» EXERCISE TASK
Could you express the lines below as a JSON list of strings, one string per line, with blank lines and pictures left out?

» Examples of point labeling
------------------------------------------------------------

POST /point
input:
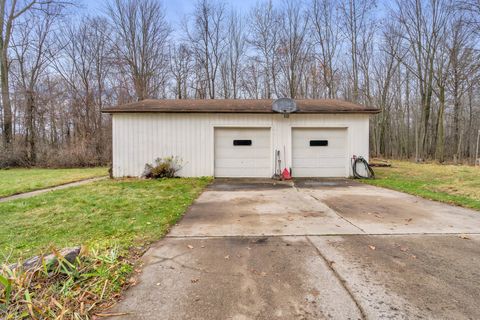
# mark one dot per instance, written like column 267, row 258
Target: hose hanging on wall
column 361, row 161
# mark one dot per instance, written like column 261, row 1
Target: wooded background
column 418, row 61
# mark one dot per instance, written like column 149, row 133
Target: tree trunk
column 30, row 108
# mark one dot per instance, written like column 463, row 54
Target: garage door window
column 242, row 142
column 318, row 143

------------------------------------------------------------

» COMPLETED EXERCISE
[
  "POST /point",
  "input:",
  "# mark one dot per instance, written like column 267, row 258",
  "Target: hose hanging on wall",
  "column 361, row 161",
  "# mark one dot per instance, written like column 261, row 1",
  "Target: wooded background",
  "column 418, row 61",
  "# mark one dot per instance, written like column 149, row 133",
  "Target: tree trunk",
  "column 30, row 108",
  "# mark one dot per instance, written like column 463, row 54",
  "Target: garage door window",
  "column 242, row 142",
  "column 318, row 143"
]